Excerpted passage:
*** Begin section ***

It is widely believed (with somewhat little proof) that the scientific process is inherently self-correcting, and the integrity of the scientific record has always been very important. However, recently the issue of data integrity in published scientific literature has received an unprecedented level of attention both in traditional media outlets such as journal editorial pages (Mole, 2012; Bosch, 2013), as well as new media such as blogs and social media websites. A new sub-field has emerged to study the processes that underlie corrections to the scientific literature, and to highlight patterns in the mechanisms of corrective action.

Notable findings in this area include an apparent increase in the rate of scientific retractions in recent years (Steen, Casadevall & Fang, 2013), as well as conflicting reports on whether scientific misconduct is a predominant reason for retractions (Fang, Steen & Casadevall, 2012; Grieneisen & Zhang, 2012). With regard to the latter, there is some indication that retraction notices may not be a reliable source of information on underlying causes (Fang, Steen & Casadevall, 2012; Resnik & Dinse, 2013). Furthermore, although there appears to be a positive correlation between journal impact factor and willingness to retract manuscripts (Fang & Casadevall, 2011), a recent trend toward “mega-corrections” in high impact-factor journals has also been noted (Oransky & Marcus, 2012), suggesting that methods for dealing with problematic data are still evolving.

*** End section ***

Extracted data:
*** Begin section ***

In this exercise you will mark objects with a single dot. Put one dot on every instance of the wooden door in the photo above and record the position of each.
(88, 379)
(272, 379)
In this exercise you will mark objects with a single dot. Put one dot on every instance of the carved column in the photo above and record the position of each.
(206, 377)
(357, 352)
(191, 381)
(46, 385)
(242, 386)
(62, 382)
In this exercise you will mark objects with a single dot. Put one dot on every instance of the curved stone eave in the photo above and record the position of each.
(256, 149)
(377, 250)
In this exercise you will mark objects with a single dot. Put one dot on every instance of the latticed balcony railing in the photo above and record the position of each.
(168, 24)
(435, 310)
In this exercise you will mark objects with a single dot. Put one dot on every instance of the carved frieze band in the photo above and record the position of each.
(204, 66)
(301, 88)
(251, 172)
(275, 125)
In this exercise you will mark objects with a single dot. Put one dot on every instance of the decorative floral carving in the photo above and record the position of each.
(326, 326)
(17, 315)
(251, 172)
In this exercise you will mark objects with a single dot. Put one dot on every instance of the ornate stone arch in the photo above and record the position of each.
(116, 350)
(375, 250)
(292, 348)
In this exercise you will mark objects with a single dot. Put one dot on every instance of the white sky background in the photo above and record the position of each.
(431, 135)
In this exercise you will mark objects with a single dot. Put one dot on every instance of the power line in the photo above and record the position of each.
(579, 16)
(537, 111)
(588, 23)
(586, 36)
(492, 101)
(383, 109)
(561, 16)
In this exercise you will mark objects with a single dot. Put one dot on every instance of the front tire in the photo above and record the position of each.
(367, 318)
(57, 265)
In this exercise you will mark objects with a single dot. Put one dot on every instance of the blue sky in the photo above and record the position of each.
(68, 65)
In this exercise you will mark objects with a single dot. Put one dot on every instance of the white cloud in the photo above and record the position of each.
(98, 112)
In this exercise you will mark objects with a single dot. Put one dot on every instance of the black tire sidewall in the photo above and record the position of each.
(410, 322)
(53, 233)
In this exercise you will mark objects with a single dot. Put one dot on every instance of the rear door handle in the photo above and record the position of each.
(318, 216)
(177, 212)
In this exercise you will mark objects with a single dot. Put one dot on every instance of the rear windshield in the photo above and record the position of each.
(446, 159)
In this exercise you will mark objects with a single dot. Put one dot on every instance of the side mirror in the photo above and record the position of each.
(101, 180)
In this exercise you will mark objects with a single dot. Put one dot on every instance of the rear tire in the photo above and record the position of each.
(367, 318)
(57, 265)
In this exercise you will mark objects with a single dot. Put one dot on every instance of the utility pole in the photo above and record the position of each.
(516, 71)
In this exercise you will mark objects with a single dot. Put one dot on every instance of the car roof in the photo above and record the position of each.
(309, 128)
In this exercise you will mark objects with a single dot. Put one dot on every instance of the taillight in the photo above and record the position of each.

*** End section ***

Continue the passage on data integrity and retractions in the scientific literature, picking up after its last sentence.

Output for this exercise:
As a part of the rapidly developing media landscape in this area, several web-sites have emerged (see “Blog Roll” inset), for readers to post and discuss problematic images and other data, often anonymously. However, this has been met with some resistance from established science media outlets (Mole, 2012; Parak et al., 2013), and several of these sites have been subjected to legal threats (Couzin-Frankel, 2013),1 their proprietors accused of vigilantism (Mole, 2012), and in some cases shut down altogether (Couzin-Frankel, 2013).

With the escalating adoption of social media techniques by science activists, it is critical to ask whether such public discussion of data integrity actually has any effect? Although it is widely assumed that such efforts may enhance the motivation of journals, authors or institutions to take corrective action, this hypothesis has not been rigorously tested. Herein, analysis of nearly 500 papers with alleged data problems reveals a significant corrective effect of enhanced publicity.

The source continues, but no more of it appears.